## STATED GOAL
Would you write out the entries below, every one of them, exactly?

## DATA LINES
§ §

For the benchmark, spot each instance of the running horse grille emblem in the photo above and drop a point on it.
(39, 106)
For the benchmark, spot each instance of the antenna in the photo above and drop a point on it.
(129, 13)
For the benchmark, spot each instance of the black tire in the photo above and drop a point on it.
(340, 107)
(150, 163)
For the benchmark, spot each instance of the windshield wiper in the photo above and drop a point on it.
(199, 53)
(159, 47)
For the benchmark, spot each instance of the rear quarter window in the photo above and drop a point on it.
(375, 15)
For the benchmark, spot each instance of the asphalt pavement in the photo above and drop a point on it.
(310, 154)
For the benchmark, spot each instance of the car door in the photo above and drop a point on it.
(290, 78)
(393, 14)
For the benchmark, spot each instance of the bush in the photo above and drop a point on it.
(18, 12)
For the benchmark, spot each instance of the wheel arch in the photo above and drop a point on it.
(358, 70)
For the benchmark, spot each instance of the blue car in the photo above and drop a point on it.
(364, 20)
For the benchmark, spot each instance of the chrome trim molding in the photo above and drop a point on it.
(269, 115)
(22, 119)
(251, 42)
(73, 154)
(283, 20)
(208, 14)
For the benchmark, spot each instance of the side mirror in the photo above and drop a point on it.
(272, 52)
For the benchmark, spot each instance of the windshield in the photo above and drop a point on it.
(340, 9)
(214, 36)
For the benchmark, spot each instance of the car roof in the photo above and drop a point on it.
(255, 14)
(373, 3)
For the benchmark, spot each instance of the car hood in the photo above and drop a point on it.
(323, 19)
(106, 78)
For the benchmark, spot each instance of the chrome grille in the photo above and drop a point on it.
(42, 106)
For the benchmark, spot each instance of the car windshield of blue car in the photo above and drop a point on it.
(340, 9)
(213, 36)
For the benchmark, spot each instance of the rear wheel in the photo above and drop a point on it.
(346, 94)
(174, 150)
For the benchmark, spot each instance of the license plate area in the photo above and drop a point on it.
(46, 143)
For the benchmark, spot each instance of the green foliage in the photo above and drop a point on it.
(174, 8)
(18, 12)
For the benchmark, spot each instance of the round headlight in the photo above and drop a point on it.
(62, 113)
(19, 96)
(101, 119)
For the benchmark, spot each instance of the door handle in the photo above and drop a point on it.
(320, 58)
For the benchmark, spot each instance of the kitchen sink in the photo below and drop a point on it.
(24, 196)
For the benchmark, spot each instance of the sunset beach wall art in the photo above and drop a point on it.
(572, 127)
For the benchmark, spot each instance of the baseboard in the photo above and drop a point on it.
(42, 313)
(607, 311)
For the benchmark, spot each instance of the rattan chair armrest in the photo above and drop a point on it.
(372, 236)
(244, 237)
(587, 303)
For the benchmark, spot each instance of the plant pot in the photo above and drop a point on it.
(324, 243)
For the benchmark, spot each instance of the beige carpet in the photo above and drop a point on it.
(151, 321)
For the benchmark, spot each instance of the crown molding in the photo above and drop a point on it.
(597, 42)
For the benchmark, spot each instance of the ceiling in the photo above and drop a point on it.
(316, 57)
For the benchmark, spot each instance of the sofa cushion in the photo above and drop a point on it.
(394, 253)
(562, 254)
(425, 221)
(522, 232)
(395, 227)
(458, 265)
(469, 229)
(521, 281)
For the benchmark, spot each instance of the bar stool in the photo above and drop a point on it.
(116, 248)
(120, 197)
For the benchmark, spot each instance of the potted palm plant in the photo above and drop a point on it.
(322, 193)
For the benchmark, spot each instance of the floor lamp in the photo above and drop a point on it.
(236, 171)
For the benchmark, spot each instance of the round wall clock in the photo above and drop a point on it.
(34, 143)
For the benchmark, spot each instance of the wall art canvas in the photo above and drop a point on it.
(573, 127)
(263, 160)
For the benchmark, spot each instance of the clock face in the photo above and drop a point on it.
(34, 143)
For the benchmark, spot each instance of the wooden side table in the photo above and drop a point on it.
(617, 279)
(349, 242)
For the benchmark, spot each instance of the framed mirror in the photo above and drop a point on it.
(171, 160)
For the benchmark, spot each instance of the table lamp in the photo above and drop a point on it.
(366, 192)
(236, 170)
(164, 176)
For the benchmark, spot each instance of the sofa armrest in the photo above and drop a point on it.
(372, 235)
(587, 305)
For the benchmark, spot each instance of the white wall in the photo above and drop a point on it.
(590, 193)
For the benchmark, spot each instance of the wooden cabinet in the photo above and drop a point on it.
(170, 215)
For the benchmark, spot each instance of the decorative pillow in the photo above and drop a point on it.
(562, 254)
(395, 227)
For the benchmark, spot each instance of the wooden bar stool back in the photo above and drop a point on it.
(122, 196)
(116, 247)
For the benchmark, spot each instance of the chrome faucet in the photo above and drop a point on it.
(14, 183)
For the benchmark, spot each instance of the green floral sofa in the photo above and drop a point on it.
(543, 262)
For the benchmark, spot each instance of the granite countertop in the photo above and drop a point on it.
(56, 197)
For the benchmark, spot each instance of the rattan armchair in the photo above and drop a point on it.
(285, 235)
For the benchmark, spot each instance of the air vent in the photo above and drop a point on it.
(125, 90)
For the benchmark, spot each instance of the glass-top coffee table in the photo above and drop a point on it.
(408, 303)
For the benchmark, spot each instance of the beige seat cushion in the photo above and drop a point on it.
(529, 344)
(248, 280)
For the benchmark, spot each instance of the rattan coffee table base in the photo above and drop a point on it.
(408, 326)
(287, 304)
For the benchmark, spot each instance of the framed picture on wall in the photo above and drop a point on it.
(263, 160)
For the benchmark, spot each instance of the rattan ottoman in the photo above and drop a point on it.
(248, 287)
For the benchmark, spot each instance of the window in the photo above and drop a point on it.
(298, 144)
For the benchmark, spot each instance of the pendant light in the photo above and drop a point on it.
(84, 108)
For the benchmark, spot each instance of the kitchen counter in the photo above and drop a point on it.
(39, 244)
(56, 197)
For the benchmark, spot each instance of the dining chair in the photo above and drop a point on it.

§ §

## RESULT OF THE TASK
For the benchmark, spot each instance of the running horse grille emblem in the photo above and drop a point on it.
(39, 106)
For the benchmark, spot each instance of the antenna in the photo above and drop a point on it.
(129, 13)
For the benchmark, spot each instance of the black tire in the photo above and drop a point on it.
(340, 107)
(150, 163)
For the benchmark, spot each instance of the windshield wiper in the photo above and drop a point on it.
(199, 53)
(159, 47)
For the benchmark, spot each instance of the rear quarter window in the photo above and drop a point on it.
(375, 15)
For the benchmark, spot each instance of the asphalt pavement in the photo above and drop a point on it.
(310, 154)
For the benchmark, spot each instance of the car door in the photo above and drop a point on it.
(290, 78)
(393, 14)
For the benchmark, spot each instance of the bush in the photo above and drop a point on it.
(18, 12)
For the benchmark, spot each instance of the wheel arch in the photo above and drop a point on it.
(358, 70)
For the benchmark, spot each instance of the blue car in the photo above and drop a point on it.
(364, 20)
For the benchmark, spot each instance of the chrome trim molding in the photo above and drop a point on it.
(269, 115)
(22, 119)
(251, 42)
(73, 154)
(283, 20)
(208, 14)
For the benchmark, spot each instance of the side mirror in the photo above and drop a point on it.
(272, 52)
For the benchmark, spot each instance of the windshield in the photo above and drop a point on it.
(340, 9)
(214, 36)
For the benchmark, spot each instance of the car roof in the photo above and drop a point on it.
(255, 14)
(373, 3)
For the benchmark, spot each instance of the car hood in the photo above and drop a point on it.
(323, 19)
(106, 78)
For the benchmark, spot each instance of the chrome grille in the photo above and drop a point on it.
(42, 106)
For the benchmark, spot each instance of the car windshield of blue car in the photo above and drop a point on it.
(340, 9)
(213, 36)
For the benchmark, spot each instance of the rear wheel in the photo above and drop a point on it.
(346, 94)
(174, 150)
For the benchmark, spot each instance of the license plate area in the photo above and drop a point on it.
(46, 143)
For the benchmark, spot each instance of the green foliage in the photo above and drop a point on it.
(174, 8)
(18, 12)
For the benchmark, spot each instance of the round headlight in the photo above and drop a point on it.
(62, 113)
(19, 96)
(101, 119)
For the benchmark, spot each instance of the door handle in the photo above and drop a point on it.
(320, 58)
For the benchmark, spot each instance of the kitchen sink in the photo below and drop a point on it.
(24, 196)
For the benchmark, spot each instance of the sunset beach wall art in the photo above and drop a point on it.
(572, 127)
For the benchmark, spot each instance of the baseboard in the photo above and drop a point on it.
(42, 313)
(607, 311)
For the benchmark, spot each instance of the rattan chair armrest in the photo above and drop a point on it.
(372, 236)
(244, 237)
(587, 303)
For the benchmark, spot each instance of the plant pot in the photo above and drop a point on it.
(324, 243)
For the benchmark, spot each instance of the beige carpet in the photo above and drop a point on it.
(151, 321)
For the benchmark, spot each instance of the crown molding in the photo above and drop a point on it.
(597, 42)
For the benchmark, spot each instance of the ceiling in the photo above and drop a point on it.
(316, 57)
For the benchmark, spot each instance of the sofa cushion in the photo above and drop a point on it.
(394, 253)
(562, 254)
(425, 221)
(522, 232)
(395, 227)
(458, 265)
(469, 229)
(521, 281)
For the benchmark, spot each instance of the bar stool in the photo above and drop a point on it.
(116, 248)
(120, 197)
For the benchmark, spot each instance of the potted palm plant in the photo above and drop a point on it.
(322, 193)
For the benchmark, spot each instance of the floor lamp in the photo above and drop a point on it.
(236, 171)
For the benchmark, spot each instance of the round wall clock in the photo above and drop a point on it.
(34, 143)
For the benchmark, spot each instance of the wall art canvas in the photo above and drop a point on it.
(573, 127)
(263, 160)
For the benchmark, spot each instance of the clock face in the photo above and drop a point on it.
(34, 143)
For the benchmark, spot each instance of the wooden side table in the photo above and drop a point on it.
(617, 279)
(349, 242)
For the benchmark, spot each instance of the framed mirror in the photo above and drop a point on it.
(171, 160)
For the benchmark, spot each instance of the table lamp in the photo above and drop a point on it.
(366, 192)
(236, 170)
(164, 176)
For the benchmark, spot each instance of the sofa armrest in the photo above and drop a point on it.
(372, 235)
(587, 305)
For the benchmark, spot each instance of the white wall in the photo above and drop a point on it.
(590, 193)
For the benchmark, spot each instance of the wooden cabinet in the photo above and drop a point on it.
(170, 215)
For the benchmark, spot each instance of the decorative pillow in the photo above and drop a point on it.
(562, 254)
(395, 227)
For the benchmark, spot each instance of the wooden bar stool back in the photo above and drop a point on it.
(122, 196)
(116, 247)
For the benchmark, spot each instance of the chrome faucet in the photo above and drop a point on it.
(14, 183)
For the benchmark, spot each instance of the green floral sofa in the photo above and drop a point on it.
(543, 262)
For the benchmark, spot each instance of the granite countertop in the photo above and drop a point on it.
(56, 197)
For the benchmark, spot each instance of the rattan armchair in the photo above and drop a point on it.
(285, 235)
For the benchmark, spot each instance of the air vent in the photo above and drop a point on it.
(125, 90)
For the benchmark, spot each instance of the glass-top coffee table in the photo above and drop a point on it.
(408, 303)
For the benchmark, spot each instance of the beige seat cushion in the photo above and drop a point on it.
(529, 344)
(248, 280)
For the benchmark, spot each instance of the rattan coffee table base in the photo above and drop a point on it.
(408, 326)
(287, 304)
For the benchmark, spot each instance of the framed picture on wall in the photo above and drop a point on it.
(263, 160)
For the benchmark, spot each instance of the rattan ottoman in the photo above and drop a point on it.
(248, 287)
For the benchmark, spot each instance of the window in the photo above and drop a point on it.
(298, 144)
For the benchmark, spot each instance of the pendant light in the photo above and drop a point on it.
(84, 108)
For the benchmark, spot each instance of the kitchen counter in the photo above and drop a point on it.
(39, 244)
(56, 197)
For the benchmark, spot each instance of the dining chair in the photo above and drop a point on it.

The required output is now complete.